Dataset rows
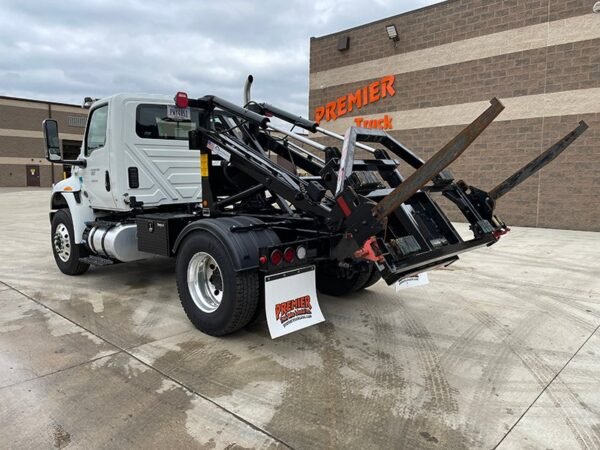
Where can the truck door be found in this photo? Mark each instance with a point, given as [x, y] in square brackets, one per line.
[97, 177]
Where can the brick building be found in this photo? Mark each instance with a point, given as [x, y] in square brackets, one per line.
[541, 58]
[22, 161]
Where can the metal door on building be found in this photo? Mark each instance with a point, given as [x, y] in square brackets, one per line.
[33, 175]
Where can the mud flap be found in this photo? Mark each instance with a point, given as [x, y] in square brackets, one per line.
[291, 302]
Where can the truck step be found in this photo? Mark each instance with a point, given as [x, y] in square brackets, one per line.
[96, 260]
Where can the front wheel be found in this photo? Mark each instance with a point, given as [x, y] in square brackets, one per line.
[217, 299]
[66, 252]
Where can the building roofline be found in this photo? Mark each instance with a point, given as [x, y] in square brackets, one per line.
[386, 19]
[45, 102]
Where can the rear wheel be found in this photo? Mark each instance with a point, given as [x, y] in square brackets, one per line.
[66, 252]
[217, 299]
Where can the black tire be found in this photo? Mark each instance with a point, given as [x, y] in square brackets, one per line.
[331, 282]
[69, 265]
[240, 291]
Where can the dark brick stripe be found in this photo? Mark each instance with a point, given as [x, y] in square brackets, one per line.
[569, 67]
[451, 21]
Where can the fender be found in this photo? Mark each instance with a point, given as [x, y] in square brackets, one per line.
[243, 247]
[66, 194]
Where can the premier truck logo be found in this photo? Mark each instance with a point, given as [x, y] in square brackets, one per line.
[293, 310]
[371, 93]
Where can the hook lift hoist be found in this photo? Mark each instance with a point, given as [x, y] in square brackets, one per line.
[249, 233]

**SET PROBLEM**
Copy out exactly the lines from the line with "Where can the front" to the end of the listing, including both of those lines, and give nothing else.

**WRITTEN ANSWER**
Where can the front wheel be found in this photo? Mark each instance with a point, given as [x, y] in square brackets, one per line.
[217, 299]
[66, 252]
Where can the building roofline be found in this photo? Mark each instance with a point, given as [x, y] in square brackets, one per line.
[386, 19]
[45, 102]
Where can the rear wheel be found in this photo? Mark each instance with a point, given as [x, y] in square brackets, one per line.
[66, 252]
[217, 299]
Where can the black tire be found in this photo? Mark each instance with a point, given as [x, y] in square brackets, one per line.
[331, 282]
[69, 265]
[240, 291]
Where can the dark brick stripe be found in this photo? Mark each instance with a point, given as [x, y] in square brackets, one per line.
[569, 67]
[451, 21]
Where can the fender be found in this photo? Mark each instance with a point, given as [x, y] in square brackets, one per line.
[243, 247]
[66, 194]
Where can the premier truck logo be found in this photo? Mark each instance with a point, given as [x, y] in square brackets, one per line.
[293, 310]
[371, 93]
Where can the hook lift hoist be found in this photo? Mark each instance with a point, given as [x, y] in square brackets, one per line.
[249, 233]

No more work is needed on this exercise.